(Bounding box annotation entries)
## START
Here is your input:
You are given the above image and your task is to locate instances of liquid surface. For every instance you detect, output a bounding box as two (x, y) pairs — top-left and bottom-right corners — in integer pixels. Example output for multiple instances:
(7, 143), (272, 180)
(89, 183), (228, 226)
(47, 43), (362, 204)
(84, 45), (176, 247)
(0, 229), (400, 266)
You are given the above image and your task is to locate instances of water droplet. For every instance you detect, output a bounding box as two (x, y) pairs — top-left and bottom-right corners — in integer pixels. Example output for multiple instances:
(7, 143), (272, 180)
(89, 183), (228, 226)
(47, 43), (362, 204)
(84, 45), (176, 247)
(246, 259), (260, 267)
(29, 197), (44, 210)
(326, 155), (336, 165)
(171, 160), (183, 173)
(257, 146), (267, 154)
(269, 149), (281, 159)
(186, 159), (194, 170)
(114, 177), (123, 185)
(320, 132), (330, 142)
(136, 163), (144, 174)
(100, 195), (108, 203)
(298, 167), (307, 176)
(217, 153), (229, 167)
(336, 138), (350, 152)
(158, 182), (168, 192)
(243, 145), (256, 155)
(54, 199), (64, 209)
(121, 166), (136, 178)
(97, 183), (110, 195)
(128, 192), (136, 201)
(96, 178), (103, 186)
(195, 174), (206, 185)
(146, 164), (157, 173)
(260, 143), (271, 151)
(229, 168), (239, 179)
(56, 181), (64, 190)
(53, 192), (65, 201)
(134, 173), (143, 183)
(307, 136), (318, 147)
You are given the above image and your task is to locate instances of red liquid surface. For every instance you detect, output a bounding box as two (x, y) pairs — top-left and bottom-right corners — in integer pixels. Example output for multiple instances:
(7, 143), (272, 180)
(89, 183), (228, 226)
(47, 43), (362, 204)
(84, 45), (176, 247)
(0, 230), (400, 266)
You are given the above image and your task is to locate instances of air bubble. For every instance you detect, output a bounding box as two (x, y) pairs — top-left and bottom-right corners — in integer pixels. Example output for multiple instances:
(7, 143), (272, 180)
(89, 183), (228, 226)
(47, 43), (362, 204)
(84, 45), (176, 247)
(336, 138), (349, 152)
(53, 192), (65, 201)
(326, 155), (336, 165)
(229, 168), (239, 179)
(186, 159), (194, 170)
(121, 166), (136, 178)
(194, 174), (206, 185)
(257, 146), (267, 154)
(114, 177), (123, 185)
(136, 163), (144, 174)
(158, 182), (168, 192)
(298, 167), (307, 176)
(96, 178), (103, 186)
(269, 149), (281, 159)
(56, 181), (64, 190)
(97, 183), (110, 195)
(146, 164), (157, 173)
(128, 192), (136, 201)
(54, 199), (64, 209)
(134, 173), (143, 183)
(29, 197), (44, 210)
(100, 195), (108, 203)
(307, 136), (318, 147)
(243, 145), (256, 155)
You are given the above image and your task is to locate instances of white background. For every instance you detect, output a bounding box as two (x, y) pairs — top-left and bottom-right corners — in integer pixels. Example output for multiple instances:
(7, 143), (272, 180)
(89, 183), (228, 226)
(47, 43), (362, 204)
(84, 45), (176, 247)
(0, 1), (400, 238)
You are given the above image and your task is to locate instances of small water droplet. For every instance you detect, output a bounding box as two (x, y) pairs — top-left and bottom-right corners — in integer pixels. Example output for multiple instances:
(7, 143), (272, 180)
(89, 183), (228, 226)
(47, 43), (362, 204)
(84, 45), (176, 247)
## END
(Exercise objective)
Each line of the material above needs to be quoted exactly, please.

(Exercise output)
Here is your input:
You are given the above image and your task is to locate instances of liquid surface. For every instance you detect, output a bounding box as two (x, y) pairs — top-left and bottom-right corners — in integer pixels. Example output for multiple instances:
(7, 143), (272, 180)
(89, 183), (228, 226)
(47, 43), (362, 204)
(84, 45), (176, 247)
(0, 229), (400, 266)
You are given the above image and your task is to locate instances of water droplet. For every instance you detect, output a bounding box as two (x, y) pairs — top-left and bottom-right corners — in integer pixels. Example output for multiple instances:
(7, 143), (272, 180)
(89, 183), (228, 226)
(47, 43), (362, 204)
(84, 45), (176, 247)
(246, 259), (260, 267)
(29, 197), (44, 210)
(326, 155), (336, 165)
(171, 160), (183, 173)
(257, 146), (267, 154)
(269, 149), (281, 159)
(186, 159), (194, 170)
(114, 177), (123, 185)
(320, 132), (330, 142)
(136, 163), (144, 174)
(100, 195), (108, 203)
(298, 167), (307, 176)
(217, 153), (229, 167)
(336, 138), (350, 152)
(158, 182), (168, 192)
(243, 145), (256, 155)
(54, 199), (64, 209)
(121, 166), (136, 178)
(97, 183), (110, 195)
(128, 192), (136, 201)
(96, 178), (103, 186)
(195, 174), (206, 185)
(146, 164), (157, 173)
(260, 143), (271, 151)
(229, 168), (239, 179)
(56, 181), (64, 190)
(53, 192), (65, 201)
(134, 173), (143, 183)
(307, 136), (318, 147)
You are given the above image and your task is to locate instances of red liquid surface. For every instance you detect, output a bounding box as two (x, y) pairs — top-left and bottom-right corners — in integer pixels. Example output for multiple instances:
(7, 143), (272, 180)
(89, 183), (228, 226)
(47, 43), (362, 204)
(84, 45), (176, 247)
(0, 230), (400, 266)
You are given the above image and your task is to locate instances of air bubble. For every instance you detect, output a bounding box as two (x, y) pairs — top-left and bottom-right corners — in integer pixels. Example output for multiple instances:
(7, 143), (272, 180)
(89, 183), (228, 226)
(47, 43), (362, 204)
(84, 45), (176, 247)
(336, 138), (349, 152)
(53, 192), (65, 201)
(326, 155), (336, 165)
(229, 168), (239, 179)
(186, 159), (194, 170)
(121, 166), (136, 178)
(194, 174), (206, 185)
(257, 146), (267, 154)
(114, 177), (123, 185)
(136, 163), (144, 174)
(158, 182), (168, 192)
(298, 167), (307, 176)
(96, 178), (103, 186)
(269, 149), (281, 159)
(56, 181), (64, 190)
(97, 183), (110, 195)
(146, 164), (157, 173)
(128, 192), (136, 201)
(54, 199), (64, 209)
(134, 173), (143, 183)
(29, 197), (44, 210)
(100, 195), (108, 203)
(307, 136), (318, 147)
(243, 145), (256, 155)
You are given the above image and your task is to locate instances of white background. For every instance you detect, output a bounding box as two (x, y) pairs — top-left and bottom-right corners — in integer pixels. Example output for multiple instances:
(7, 143), (272, 180)
(89, 183), (228, 226)
(47, 43), (362, 204)
(84, 45), (176, 247)
(0, 1), (400, 238)
You are given the above image and your task is to locate instances of small water droplet. For every instance you detect, output a bounding box as two (x, y) pairs — top-left and bottom-right corners — in integer pixels. Example output for multiple instances:
(7, 143), (272, 180)
(89, 183), (228, 226)
(47, 43), (362, 204)
(84, 45), (176, 247)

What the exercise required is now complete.